A data block
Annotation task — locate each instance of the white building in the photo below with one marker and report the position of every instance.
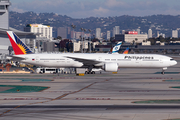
(174, 33)
(149, 33)
(123, 31)
(45, 31)
(98, 33)
(139, 31)
(76, 46)
(108, 35)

## WHAT NEEDS TO BE DONE:
Rewrite all of the data above with "white building" replaced by "white structure" and nothing else changed. Leave the pictures out of your output.

## RESPONSE BELOW:
Annotation task — locate each instance of the white structure in the photo below with one marker and report the position of every instance.
(174, 33)
(149, 33)
(123, 31)
(45, 31)
(98, 33)
(139, 31)
(76, 46)
(108, 35)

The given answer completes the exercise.